EXERCISE INSTRUCTIONS:
1. Read the Julia parallel computing notes and say whether each statement agrees with them: (a) adding more processes takes only one line, (b) a remote call hands back the finished value itself, (c) @spawn is presented as a nicer syntax. For each, answer yes or no and quote the deciding words.
2. Pick up the Julia parallel computing notes right after their last line and keep going.

SOURCE DOCUMENT:
## Begin

# Parallel computing in Julia

## On CPU: Multi-process on multiple machines

### Monte Carlo simulation

##### Running on one core

In [None]:
function calc_pi(samples)
    counter = 0
    for i in 1:samples
        x, y = rand(2)
        if (x^2 + y^2 <=1)
            counter += 1
        end
    end
    π = 4 * counter / samples
    return π
end;

In [None]:
samples = 1e8
@time calc_pi(samples)

In [None]:
nprocs()

#### Adding more processes is a one-liner

In [None]:
addprocs(3);

In [None]:
# Check number of processes
println("""
$(nprocs())
$(workers())
""")

In [None]:
randomVal_local = rand(2, 2)

In [None]:
randomVal_worker = remotecall(rand, 3, 2, 2) # <--- Remote call returns remote reference (Future)

In [None]:
blabla = fetch(randomVal_worker) # <--- Cached locally 

##### Nicer syntax with @spawn

In [None]:
randomVal1 = @spawn rand(2,2)
#fetch(randomVal)

randomVal2 = @spawn rand(2,2)
randomVal3 = @spawn rand(2,2)

#

In [None]:
sumVal = fetch(randomVal2) + fetch(randomVal2) + fetch(randomVal2)

#### Run @spawn on all available processes with @parallel. Pretty great.

In [None]:
function parallel_calc_pi(samples)

## End

MATERIAL PROVIDED:

## Begin

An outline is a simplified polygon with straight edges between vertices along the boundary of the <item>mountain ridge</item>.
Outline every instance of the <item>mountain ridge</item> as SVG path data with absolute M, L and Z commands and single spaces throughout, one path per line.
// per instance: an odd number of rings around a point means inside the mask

## End

RESPONSES PER TASK:
1.
(a) Yes: "Adding more processes is a one-liner"
(b) No: "Remote call returns remote reference (Future)"
(c) Yes: "Nicer syntax with @spawn"

2.
    counter = @parallel (+) for i=1:samples
        x, y = rand(2)
        ifelse(x^2 + y^2 <= 1, 1, 0)
    end
    π = 4 * counter / samples
end

In [None]:
samples=1e8
@time parallel_calc_pi(samples)

In [None]:
# Clear workers on all hosts
rmprocs(workers())

In [None]:
# Add some more on another host
addprocs([("root@10.4.1.6:6666",2), ("root@10.4.1.4:6666",2)], tunnel=true)

#### --> Multiple hosts are not necessarily a benefit
* Access to memory
* Communication
* Sharing of data

In [None]:
anotherStupidMatrix = rand(100,100)
calcMyStupidMatrix = @spawn inv(anotherStupidMatrix)

lastPointlessMatrixIPromise = @spawn inv(rand(100,100))
# fetch() and so on and so forth

#### What about threads and co-routines?

## On a single GPU

In [None]:
using CUDAnative, CUDAdrv

In [None]:
function kernel_dist(X::AbstractVector{Float32}, Y::AbstractVector{Float32}, out::AbstractVector{Float32})
    i = (blockIdx().x-1) * blockDim().x + threadIdx().x
    out[i] = (X[i]-0.5)^2 + (Y[i]-0.5)^2
    return nothing
end

In [None]:
samples = Int64(5e8)
a = rand(Float32, (samples))
b = rand(Float32, (samples));
a_cu = CuArray(a)
b_cu = CuArray(b)
c_cu = similar(a_cu);
n = length(a)

ctx = CuCurrentContext()
dev = device(ctx)
max_threads = attribute(dev, CUDAdrv.MAX_THREADS_PER_BLOCK)
threads = min(max_threads, n)
blocks = ceil(Int, n/threads)

In [None]:
@time @cuda (blocks, threads) kernel_dist(a_cu, b_cu, c_cu)
@time c = Array(c_cu)
@time destroy!(ctx)
@time pi_single = 4*count(x->x<0.25,c)/length(c)

## On GPU's located on multiple machines

In [None]:
rmprocs(workers())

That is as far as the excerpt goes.